# [ページの抜粋]
• • • • •

1850年,Aranは進行性の筋萎縮を示す疾患についてはじめて報告し,1852年,Meryonは骨格筋のgranular and fatty degenerationをきたす疾患を記載している.1855年,Wachsmuthは60例の筋萎縮症についてまとめているが,この頃はまだ筋原性,神経原性などのはっきりした区別がなされていたわけではない.
1868年,Duchenne1)は,今日Duchenne型と呼ばれている筋ジストロフィー症の1型をはじめて詳細に報告している.彼は臨床症状の他,筋生検による組織学的所見も記載している.現在,筋生検は筋疾患診断のための重要な検査法の1つとされているが,当時Duchenneの行なった筋生検は人々の強い非難をあびたのである.
筋ジストロフィー症が他の筋萎縮性疾患から区別され,1独立疾患として確立されたのはErbによってである.1891年,彼2)は本症にDystrophia muscularis progressivaという名称を与え,他の疾患と区別した.現在本症はDystrophia musculorum progressivaと呼ばれているが,いつからこのように呼ばれるようになったかは詳らかでない.

• • • • •

# [内容についての質問]
• A. 筋ジストロフィー症の歴史の文章のうち、「1868年,Duchenne」のある言葉から始めて「の強い非難をあびたのである.」のあとまでを、一字も変えずに出してください。
• B. 筋ジストロフィー症の歴史の文章に照らして、次の(i)〜(iii)が合っているかどうか、それぞれ「はい」か「いいえ」で答え、決め手になる文章中の言葉をそのまま引いてください。(i) Duchenneの筋生検は当時の人々からほめられた。(ii) Wachsmuthは60例の筋萎縮症についてまとめた。(iii) 今の名前Dystrophia musculorum progressivaがいつから使われているかは分かっている。

• • • • •

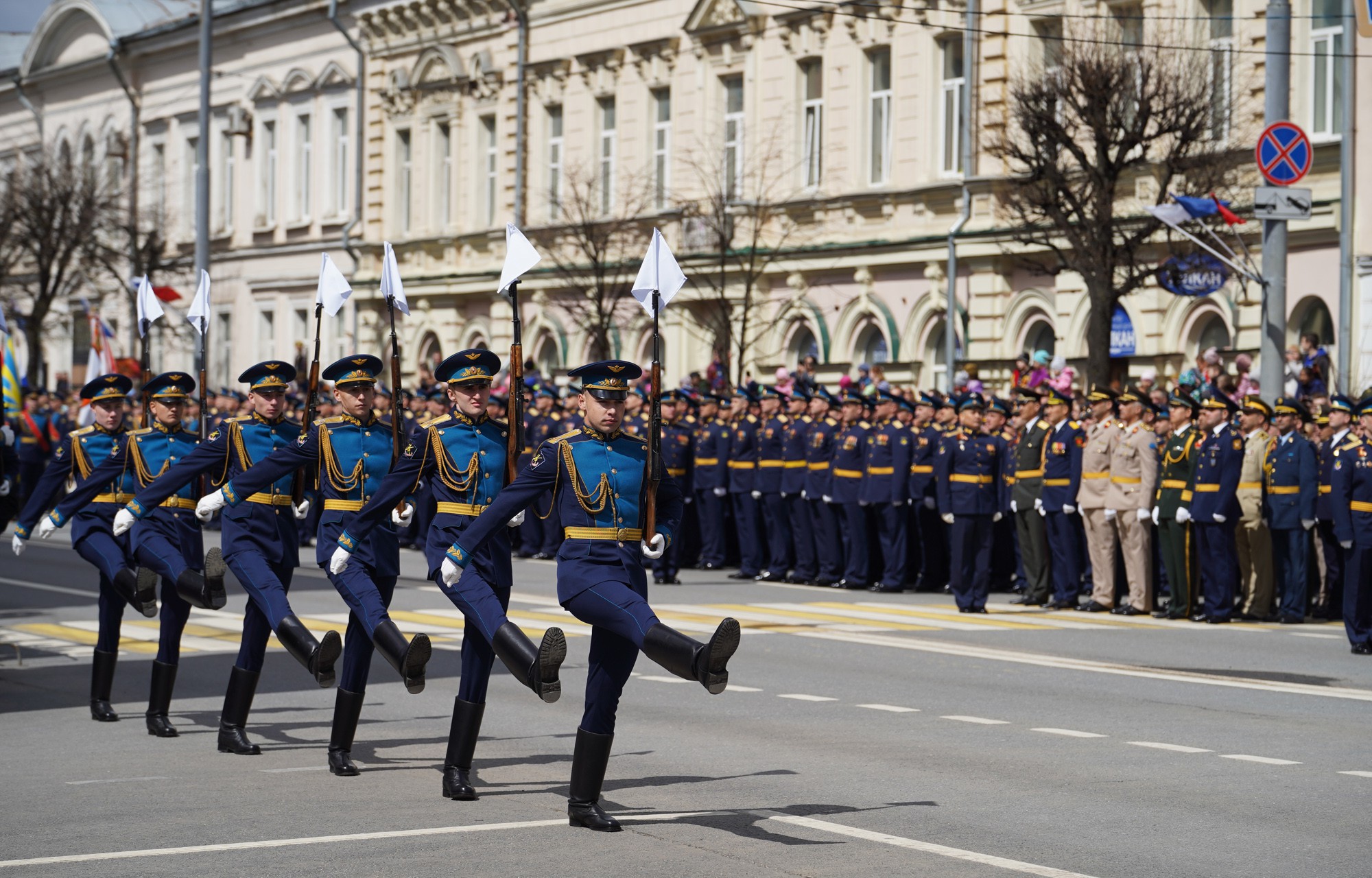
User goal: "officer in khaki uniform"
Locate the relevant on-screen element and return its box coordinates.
[1103,387,1158,616]
[1077,384,1122,613]
[1233,395,1273,621]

• • • • •

# [質問ごとの答え]
• A.
1868年,Duchenne1)は,今日Duchenne型と呼ばれている筋ジストロフィー症の1型をはじめて詳細に報告している.彼は臨床症状の他,筋生検による組織学的所見も記載している.現在,筋生検は筋疾患診断のための重要な検査法の1つとされているが,当時Duchenneの行なった筋生検は人々の強い非難をあびたのである.

• B.
(i) いいえ ―「当時Duchenneの行なった筋生検は人々の強い非難をあびたのである」
(ii) はい ―「1855年,Wachsmuthは60例の筋萎縮症についてまとめている」
(iii) いいえ ―「いつからこのように呼ばれるようになったかは詳らかでない」